Rewrite every line of the records below, requests included. Scale each x and y coordinate in the answers by 0.25 and round it to a whole number, with halves rounded up.

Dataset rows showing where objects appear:
※ ※ ※
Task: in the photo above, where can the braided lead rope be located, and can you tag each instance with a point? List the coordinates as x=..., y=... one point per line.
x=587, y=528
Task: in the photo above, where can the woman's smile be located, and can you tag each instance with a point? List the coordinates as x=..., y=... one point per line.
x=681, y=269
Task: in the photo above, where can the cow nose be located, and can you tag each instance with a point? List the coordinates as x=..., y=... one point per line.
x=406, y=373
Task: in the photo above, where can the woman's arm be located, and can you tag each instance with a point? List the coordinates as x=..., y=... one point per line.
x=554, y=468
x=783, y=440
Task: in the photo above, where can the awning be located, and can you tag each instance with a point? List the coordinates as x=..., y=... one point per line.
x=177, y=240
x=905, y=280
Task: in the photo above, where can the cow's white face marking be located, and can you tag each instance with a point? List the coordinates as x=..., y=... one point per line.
※ ※ ※
▶ Answer to the problem:
Task: in the photo above, where can the braided lead rope be located, and can you tag each instance with a point? List the coordinates as x=..., y=... one point per line.
x=147, y=132
Task: in the photo above, where can the woman's smile be located, and can you tag each instance with a point? List the coordinates as x=..., y=... one point per line.
x=170, y=67
Task: in the photo above, where can the cow nose be located, and can you tag each instance with a point? List the coordinates as x=..., y=... one point per line.
x=102, y=93
Task: in the photo above, where can the woman's arm be located, and can you tag each instance with a point? List the coordinates as x=..., y=... one point per line.
x=139, y=117
x=196, y=110
Task: in the photo above, where can the awning be located, and can you tag each instance with a point? List the coordinates as x=..., y=... one point per line.
x=44, y=60
x=226, y=70
Task: in the photo above, where can the cow's white face marking be located, and can you tag each instance with a point? List the coordinates as x=..., y=... one point per line.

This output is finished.